## Set problem 1
According to the html5ever update, how many commits and contributors does the project have?
## Set problem 2
In the html5ever update, begin at the words "Wednesday, March 18, 2015" and stop after "name last July.". Output that passage unchanged.
## Set problem 3
Pick up the html5ever update after its last sentence and keep writing it.

## Document extract
Thanks for reading! You can find the code in a GitHub repository which I'll update if/when we get around to modeling more complex GCs.

Wednesday, March 18, 2015

html5ever project update: one year!

I started the html5ever project just a bit over one year ago. We adopted the current name last July.

<kmc> maybe the whole project needs a better name, idk
<Ms2ger> htmlparser, perhaps
<jdm> tagsoup
<Ms2ger> UglySoup
<Ms2ger> Since BeautifulSoup is already taken
<jdm> html5ever
<Ms2ger> No
<jdm> you just hate good ideas
<pcwalton> kmc: if you don't call it html5ever that will be a massive missed opportunity

By that point we already had a few contributors. Now we have 469 commits from 18 people, which is just amazing. Thank you to everyone who helped with the project. Over the past year we've upgraded Rust almost 50 times; I'm extremely grateful to the community members who had a turn at this Sisyphean task.

Several people have also contributed major enhancements. For example:

  • Clark Gaebel implemented zero-copy parsing. I'm in the process of reviewing this code and will be landing pieces of it in the next few weeks.

  • Josh Matthews made it possible to suspend and resume parsing from the tree sink. Servo needs this to do async resource fetching for external <script>s of the old-school (non-async/defer) variety.

  • Chris Paris implemented fragment parsing and improved serialization. This means Servo can use html5ever not only for parsing whole documents, but also for the innerHTML/outerHTML getters and setters within the DOM.

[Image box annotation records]

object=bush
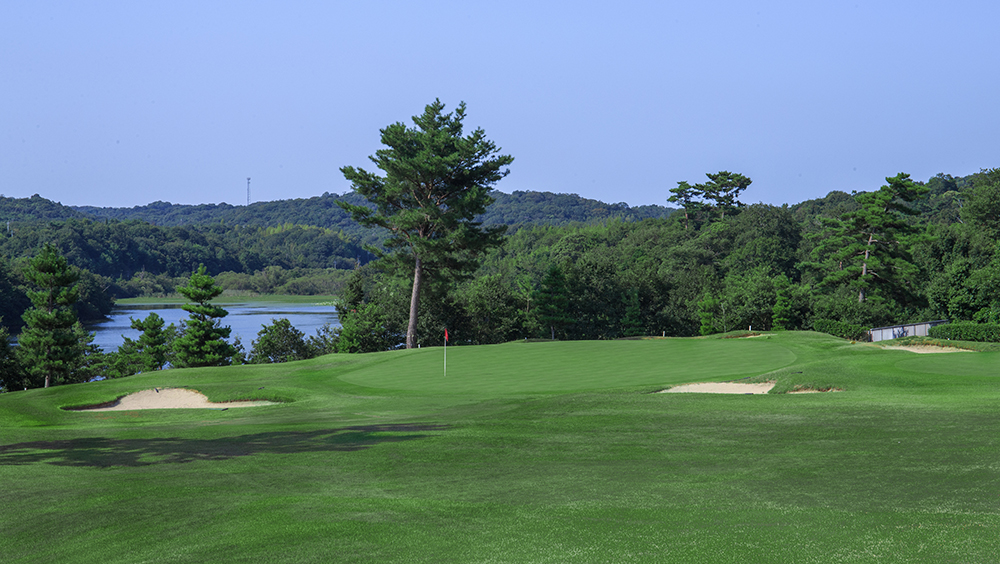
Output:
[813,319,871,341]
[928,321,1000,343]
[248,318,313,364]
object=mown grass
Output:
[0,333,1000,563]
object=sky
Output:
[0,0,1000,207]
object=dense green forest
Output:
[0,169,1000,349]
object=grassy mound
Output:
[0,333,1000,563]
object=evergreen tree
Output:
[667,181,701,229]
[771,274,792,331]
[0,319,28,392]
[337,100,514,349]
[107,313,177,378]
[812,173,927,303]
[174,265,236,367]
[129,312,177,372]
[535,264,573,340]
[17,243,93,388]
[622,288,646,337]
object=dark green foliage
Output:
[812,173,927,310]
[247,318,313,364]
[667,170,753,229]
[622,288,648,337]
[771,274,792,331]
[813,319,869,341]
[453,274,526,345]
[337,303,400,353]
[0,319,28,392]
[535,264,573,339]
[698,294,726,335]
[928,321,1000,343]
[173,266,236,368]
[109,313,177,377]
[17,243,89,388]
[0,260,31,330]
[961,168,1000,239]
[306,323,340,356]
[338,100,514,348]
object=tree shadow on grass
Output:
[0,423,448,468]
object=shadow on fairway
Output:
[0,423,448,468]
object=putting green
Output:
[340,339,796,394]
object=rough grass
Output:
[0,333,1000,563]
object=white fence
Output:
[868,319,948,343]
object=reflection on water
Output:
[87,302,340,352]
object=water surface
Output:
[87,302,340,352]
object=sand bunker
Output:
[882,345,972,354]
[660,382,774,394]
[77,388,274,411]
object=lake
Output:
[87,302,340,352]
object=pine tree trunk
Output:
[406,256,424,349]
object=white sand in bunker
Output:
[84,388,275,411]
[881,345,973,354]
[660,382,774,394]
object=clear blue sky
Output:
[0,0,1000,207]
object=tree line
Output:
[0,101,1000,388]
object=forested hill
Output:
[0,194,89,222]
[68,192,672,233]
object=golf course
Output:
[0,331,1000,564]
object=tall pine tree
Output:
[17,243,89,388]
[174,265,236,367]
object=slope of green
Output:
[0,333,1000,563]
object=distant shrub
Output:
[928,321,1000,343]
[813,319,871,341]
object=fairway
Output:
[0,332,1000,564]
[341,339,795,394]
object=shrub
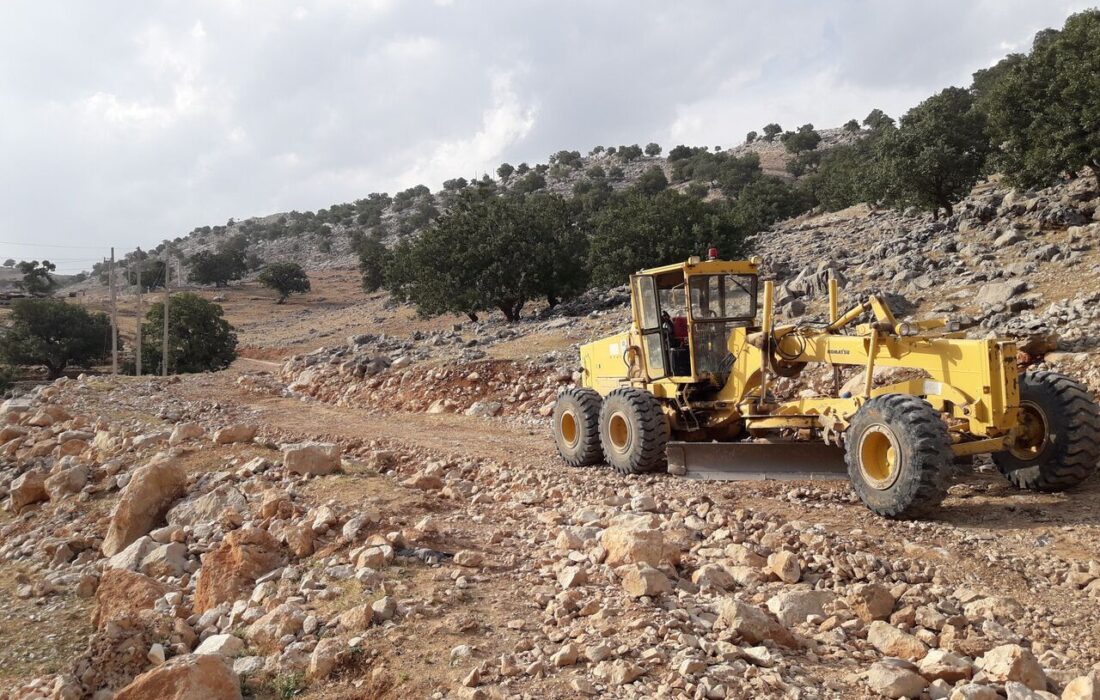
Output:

## Right answer 1
469 commits from 18 people.

## Right answer 2
Wednesday, March 18, 2015

html5ever project update: one year!

I started the html5ever project just a bit over one year ago. We adopted the current name last July.

## Right answer 3
  • Adam Roben brought us dramatically closer to spec conformance. Aside from foreign (XML) content and <template>, we pass 99.6% of the html5lib tokenizer and tree builder tests! Adam also improved the build and test infrastructure in a number of ways.

I'd also like to thank Simon Sapin for doing the initial review of my code, and finding a few bugs in the process.

html5ever makes heavy use of Rust's metaprogramming features. It's been something of a wild ride, and we've collaborated with the Rust team in a number of ways. Felix Klock came through in a big way when a Rust upgrade broke the entire tree builder. Lately, I've been working on improvements to Rust's macro system ahead of the 1.0 release, based in part on my experience with html5ever.

Even with the early-adopter pains, the use of metaprogramming was absolutely worth it. Most of the spec-conformance patches were only a few lines, because our encoding of parser rules is so close to what's written in the spec. This is especially valuable with a "living standard" like HTML.

The future

Two upcoming enhancements are a high priority for Web compatibility in Servo:

  • Character encoding detection and conversion. This will build on the zero-copy UTF-8 parsing mentioned above. Non-UTF-8 content (~15% of the Web) will have "one-copy parsing" after a conversion to UTF-8. This keeps the parser itself lean and mean.

  • document.write support. This API can insert arbitrary UTF-16 code units (which might not even be valid Unicode) in the middle of the UTF-8 stream. To handle this, we might switch to WTF-8. Along with document.write we'll start to do speculative parsing.

It's likely that I'll work on one or both of these in the next quarter.

Servo may get SVG support in the near future, thanks to canvg. SVG nodes can be embedded in HTML or loaded from an external XML file. To support the first case, html5ever needs to implement WHATWG's rules for parsing foreign content in HTML. To handle external SVG we could use a proper XML parser, or we could extend html5ever to support "XML5", an error-tolerant XML syntax similar to WHATWG HTML. Ygg01 made some progress towards implementing XML5. Servo would most likely use it for XHTML as well.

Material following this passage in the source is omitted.